▶ [SET EXERCISE A] In the AMD Navi discussion thread, across how many games was the 1.25x performance-per-clock geomean measured?
▶ [SET EXERCISE B] Please extend the AMD Navi speculation thread past its final post with one further reply.

▶ [PASSAGE PROVIDED]
Start

AMD: Navi Speculation, Rumours and Discussion [2019-2020]

Status
Not open for further replies.
I didn't see which GCN product this was compared to.
Couldn’t find it either. One would hope Radeon VII, or the efficiency numbers will be dominated by lithography and not architecture. (And efficiency is subject to large change merely by changing clocks and voltages around, so God know what that will mean for real products)
IPC is difficult when actual loads are strongly influenced by the memory solution. But they did mentioned their methods for achieving that, so there is probably something to it.
 
Last edited:
A few quick mental estimates put a 40cu card at similar to a 2070 on titles like FFXV and Total War/hammer 2, at least at 4k, and those are Nvidia favored titles. If it's the same clockspeed as a Radeon VII then a bit below, if it's say 2ghz, seemingly doable, it could be a bit above.

Of course AMD cards have done much better at getting not bottlenecked by sheer pixel throuput, vs other overhead like geometry where Nvidia has clearly won at lower resolutions. Whether this has been improved any will have to wait, same for any word on raytracing capability.

Any estimates of the die size from that shot? The tdp efficiency dropping to half is a giant improvement even if it is just from 14nm Vega. Assuming it's not as inefficient as a Vega VII then AMD could easily fit a "big Navi" 80cu card next year.
 
Last edited:
It is projected to provide up to 1.25X higher performance-per-clock11 and up to 1.5X higher performance-per-watt over GCN12

11 .Testing done by AMD performance labs 5/23/19, showing a geomean of 1.25x per/clock across 30 different games @ 4K Ultra, 4xAA settings. Performance may vary based on use of latest drivers. RX-327
12.Testing done by AMD performance labs 5/23/19, using the Division 2 @ 25x14 Ultra settings. Performance may vary based on use of latest drivers. RX-325

https://www.amd.com/en/press-releas...ion-leadership-products-computex-2019-keynote
 
Did Beyond3D ever provide the source code for these tests? I'm reasonably sure they were at least partly debunked.

I think with Rys working where he does, he'd have notified B3D-Suite users if those tests were blatantly misleading wrt any architecture in general and GCN specifically.

That out of the way, the increase from random to black is not the all-telling value. For Radeon VII with it's massive raw bandwith, there's virtually no increase throughput compared to using the texture caches over multiple runs. Whereas the V64 LCE, which can clock almost as high over short term loads but has less than half the bandwidth available, can achieve a factor of 1.4 for 1 texture layer and 1.3 for 2.

For Geforce-cards, the lowly 1030 (G5 version) can achieve the highest jumps from random to all black with about 3.8, where a 2060 FE hovers at 2.1 (max). With higher number of texture layers (up to 32), the increase goes massively down for the 1030, notably down for Turing in general and only very little for bigger Pascal chips (GP104, GP102). And no, I don't have a link handy, since I did not publish those results anywhere yet.
 
Yes, the primitive stream is broadcast to all front ends, and the same occupancy and throughput loss would be incurred across all shader engines. It's proportionally less of an impact in a GPU with 16 CUs per shader engine versus that ASCII diagram that has less than a third of the compute resources available.

End

▶ [DATA LINES]
Start

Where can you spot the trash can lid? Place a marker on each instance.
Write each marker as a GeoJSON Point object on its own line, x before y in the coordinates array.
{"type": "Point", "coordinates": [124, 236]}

End

▶ [OUTPUT A] Thirty different games, at 4K Ultra with 4xAA settings.

▶ [OUTPUT B]
Also unclear would be how salvage SKUs would be handled. A balanced salvage scheme would be cutting off resources in 20% increments.
Typically the reduction in ALU throughput is more severe than in other aspects (fillrate, bandwidth) for the salvage GPU...

Does it need to be "balanced"...

As far as attributing blame to the API, what specifically is inherent to the API that requires this? If there are many physical locations that may be responsible for handling all or part of a primitive, the question as to which ones are relevant needs to be answered by something, and then somehow the whole system needs to be updated with the answer.
Agreed.

Now imagine how a software renderer would do this. e.g. threads spawned across arbitrary processors to match workload. With data locality being a parameter of the spawn algorithm. And cost functions tuned to the algorithms.

The problem with hardware is partly that the data pathways have to be defined in advance for all use cases and have to be sized for a specified peak workload. So the data structures are fixed, the buffer sizes are fixed and the ratios of maximum throughput are fixed.

This would be similar to how unified shader architectures took over. To do that, substantial transistor budget was spent, but the rewards in performance were unignorable. Despite the fact that the hardware was no longer optimised specifically for the API of that time. Remember, for example, how vertex ALUs and pixel ALUs were different in their capability (ISA) before unified GPUs took over? (Though the API itself was changing to harmonise VS and PS instructions.)

In the end, primitive culling has been identified as a serious bottlneck in historical AMD GPUs. Loosening that bottleneck costs in complexity and potentially requires that the "smallest" GPUs (say $75) are comparatively "over-sized" compared with their predecessors. But that's been the story of the GPU for a long time. It's a bit like the smallest GPUs being able to do 8x MSAA, when they would crumble if actually ran that way.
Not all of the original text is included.